- The task -
The expected output is each line in the data below that includes the string "test".

Extracted data Start Marker

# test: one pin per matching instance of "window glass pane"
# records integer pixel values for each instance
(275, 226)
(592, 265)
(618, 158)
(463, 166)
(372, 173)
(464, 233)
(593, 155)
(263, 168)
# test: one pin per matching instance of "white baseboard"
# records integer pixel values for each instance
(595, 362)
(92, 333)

Extracted data End Marker

- Result of this task -
# test: one pin per matching instance of "window glass pane"
# test: one pin per matching instance of "white baseboard"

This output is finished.